_Aim_
Locate each line in the records that contains the word "where" and copy those lines.

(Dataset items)

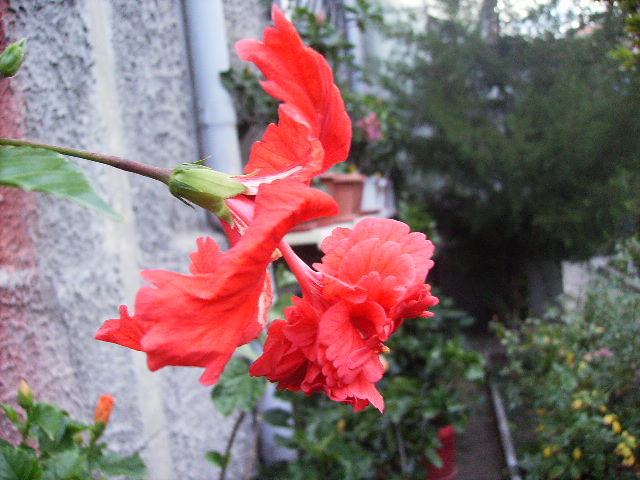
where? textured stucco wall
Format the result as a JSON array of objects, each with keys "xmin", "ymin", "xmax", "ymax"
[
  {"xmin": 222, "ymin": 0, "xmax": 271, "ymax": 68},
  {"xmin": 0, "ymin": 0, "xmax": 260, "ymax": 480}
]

---

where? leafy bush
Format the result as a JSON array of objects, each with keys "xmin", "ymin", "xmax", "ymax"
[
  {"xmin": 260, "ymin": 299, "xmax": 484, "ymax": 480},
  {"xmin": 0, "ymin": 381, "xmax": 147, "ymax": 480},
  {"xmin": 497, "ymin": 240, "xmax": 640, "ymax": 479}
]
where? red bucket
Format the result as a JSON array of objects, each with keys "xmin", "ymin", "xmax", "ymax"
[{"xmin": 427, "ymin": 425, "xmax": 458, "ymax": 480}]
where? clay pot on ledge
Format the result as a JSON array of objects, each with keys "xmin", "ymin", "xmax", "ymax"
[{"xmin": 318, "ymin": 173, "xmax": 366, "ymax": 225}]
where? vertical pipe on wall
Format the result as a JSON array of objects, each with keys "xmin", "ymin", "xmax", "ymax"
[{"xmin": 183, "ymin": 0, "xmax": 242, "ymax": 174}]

_Answer for the task_
where? textured stucco wall
where? leafy bush
where? red bucket
where? clay pot on ledge
where? vertical pipe on wall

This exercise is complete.